Task description
Output the material below unchanged, apart from leaving out the pictures.

Working data
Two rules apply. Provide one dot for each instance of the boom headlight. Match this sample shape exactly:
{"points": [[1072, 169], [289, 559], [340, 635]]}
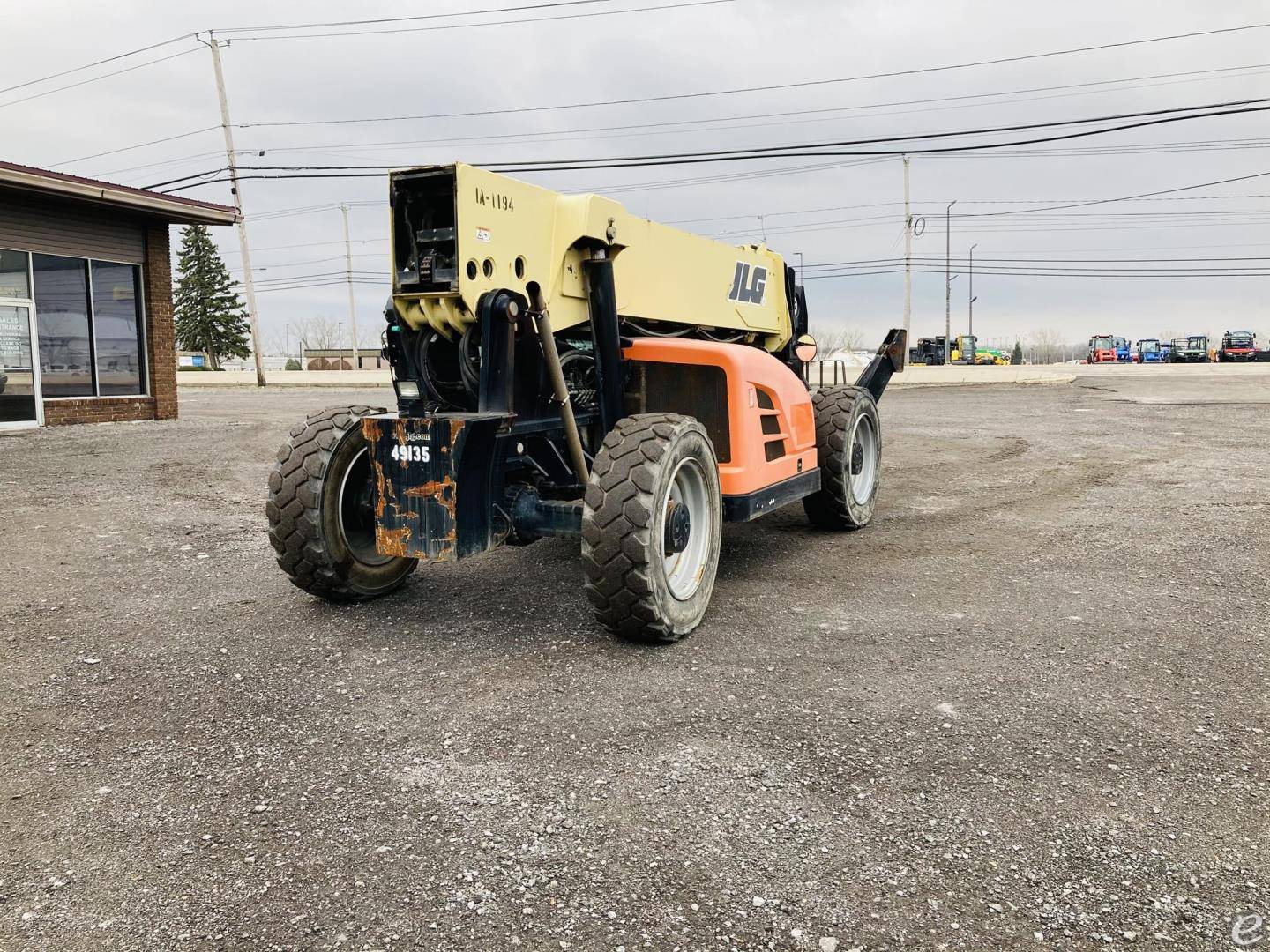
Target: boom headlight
{"points": [[805, 348]]}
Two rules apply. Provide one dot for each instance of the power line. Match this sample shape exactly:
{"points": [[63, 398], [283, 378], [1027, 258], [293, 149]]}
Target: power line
{"points": [[100, 63], [955, 133], [683, 4], [761, 89], [407, 19], [94, 79], [140, 145], [1047, 274], [319, 172]]}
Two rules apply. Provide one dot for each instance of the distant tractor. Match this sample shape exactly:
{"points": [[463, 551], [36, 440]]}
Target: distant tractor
{"points": [[1148, 351], [1237, 346], [992, 355], [1102, 349], [964, 349], [929, 351], [1192, 349]]}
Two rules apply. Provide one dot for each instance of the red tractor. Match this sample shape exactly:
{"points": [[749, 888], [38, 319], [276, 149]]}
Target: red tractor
{"points": [[1237, 346], [1102, 349]]}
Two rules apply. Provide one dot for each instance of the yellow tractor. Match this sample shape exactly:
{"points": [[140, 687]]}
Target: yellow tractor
{"points": [[565, 368]]}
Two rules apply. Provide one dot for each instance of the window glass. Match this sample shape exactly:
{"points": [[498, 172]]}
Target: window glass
{"points": [[13, 274], [61, 312], [17, 381], [116, 322]]}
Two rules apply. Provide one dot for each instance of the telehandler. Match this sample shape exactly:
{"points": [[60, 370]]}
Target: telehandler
{"points": [[565, 368]]}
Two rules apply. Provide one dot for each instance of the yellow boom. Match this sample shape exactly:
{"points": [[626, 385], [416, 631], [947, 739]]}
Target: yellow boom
{"points": [[460, 231]]}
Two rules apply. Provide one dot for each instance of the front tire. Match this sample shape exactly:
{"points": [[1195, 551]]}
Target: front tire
{"points": [[848, 446], [652, 524], [320, 509]]}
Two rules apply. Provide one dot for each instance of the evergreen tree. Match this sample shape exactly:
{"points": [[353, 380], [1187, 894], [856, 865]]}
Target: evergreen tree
{"points": [[207, 310]]}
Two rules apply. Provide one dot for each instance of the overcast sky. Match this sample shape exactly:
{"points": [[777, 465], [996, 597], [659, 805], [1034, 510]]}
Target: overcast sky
{"points": [[807, 206]]}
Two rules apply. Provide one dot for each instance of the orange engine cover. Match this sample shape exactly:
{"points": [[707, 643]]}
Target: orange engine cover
{"points": [[759, 415]]}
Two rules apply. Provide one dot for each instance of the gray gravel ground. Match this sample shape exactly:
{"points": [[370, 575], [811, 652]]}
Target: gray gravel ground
{"points": [[1025, 709]]}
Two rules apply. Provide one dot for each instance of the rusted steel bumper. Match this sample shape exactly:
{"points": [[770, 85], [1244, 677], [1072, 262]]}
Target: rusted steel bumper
{"points": [[435, 484]]}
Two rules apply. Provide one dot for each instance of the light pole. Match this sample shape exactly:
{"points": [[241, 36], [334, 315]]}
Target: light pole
{"points": [[970, 294], [908, 258], [947, 282]]}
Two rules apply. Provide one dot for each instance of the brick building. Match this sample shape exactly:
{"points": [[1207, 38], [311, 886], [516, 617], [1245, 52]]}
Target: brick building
{"points": [[86, 299]]}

Full answer
Two rules apply. Provide one dot for each instance of the boom headlight. Match this sample shape exactly:
{"points": [[1072, 169], [289, 559], [340, 635]]}
Target: boom headlight
{"points": [[805, 348]]}
Two rules apply. Provide one dot for each instance of the power line. Match this sample shape exactly:
{"points": [[63, 398], [283, 378], [1027, 258], [293, 149]]}
Target: power line
{"points": [[100, 63], [955, 133], [683, 4], [761, 89], [407, 19], [94, 79], [140, 145], [1047, 274], [319, 172]]}
Two rules apply. Provide one dot for each instance of the distant tractor. Match this sample shape exactly:
{"points": [[463, 551], [36, 440]]}
Target: distant tractor
{"points": [[1148, 351], [1237, 346], [992, 355], [1102, 349], [964, 349], [929, 351], [1192, 349]]}
Two rules apply. Provide one dot for each instance of the red tractor. Match this sample shape exactly:
{"points": [[749, 888], [38, 319], [276, 149]]}
Target: red tractor
{"points": [[1237, 346], [1102, 349]]}
Two rules apply. Provide one dot for each instance of the yellow tractor. Match this sample shape exactly:
{"points": [[140, 687]]}
Target: yellow tractor
{"points": [[565, 368]]}
Two rules apply. Provide one dot for each instance of the window glass. Match this sample shape exactly:
{"points": [[498, 172]]}
Target: window glass
{"points": [[13, 274], [61, 312], [17, 381], [116, 322]]}
Two rules apply. Provide one dot for each instance of the telehandler. Match this sample shape exactly:
{"points": [[60, 370]]}
Target: telehandler
{"points": [[565, 368]]}
Two rules apply. Provide one dot for each instance of the yellow boom. Match this sample shape exactly:
{"points": [[626, 385], [416, 631], [947, 739]]}
Target: yellow boom
{"points": [[460, 231]]}
Two rules apply. Provide one dot for each instance of the front tire. Match this sample shape exactly:
{"points": [[1195, 551]]}
Target: front tire
{"points": [[848, 446], [652, 524], [320, 509]]}
Two rules apply. Provide one dot for each instance of the evergreen tree. Match this sample shape exactly:
{"points": [[353, 380], [1187, 894], [856, 865]]}
Target: evergreen tree
{"points": [[207, 310]]}
Two rules apply. Provide one dot for each instance of the overcast sky. Match this sample shape exactly:
{"points": [[777, 465], [996, 597], [659, 805], [1034, 510]]}
Target: overcast sky
{"points": [[807, 206]]}
Two rules apply. Provide one dot for each instance of the orange engine cover. Match this sample shape exactly:
{"points": [[707, 643]]}
Target: orange engine cover
{"points": [[759, 415]]}
Two rules apply. Provide one dot for each instance of the gray gravel ground. Match this sample shape exactly:
{"points": [[370, 575], [811, 652]]}
Target: gray gravel ground
{"points": [[1025, 709]]}
Two rules apply. Provide one dot for each instance of the rusted steel bumper. Match this sample shape exactly:
{"points": [[770, 85], [1244, 677], [1072, 262]]}
Target: rusted steel bumper
{"points": [[435, 484]]}
Two rules apply. Provide one dot for each instance of the light pole. Match this sample shape exactly:
{"points": [[241, 36], [334, 315]]}
Target: light pole
{"points": [[970, 294], [908, 258], [947, 282]]}
Two rules apply. Provide one dot for each instance of the brick building. Match this sample shape exactly:
{"points": [[1207, 38], [311, 886], [516, 617], [1245, 52]]}
Target: brick building
{"points": [[86, 299]]}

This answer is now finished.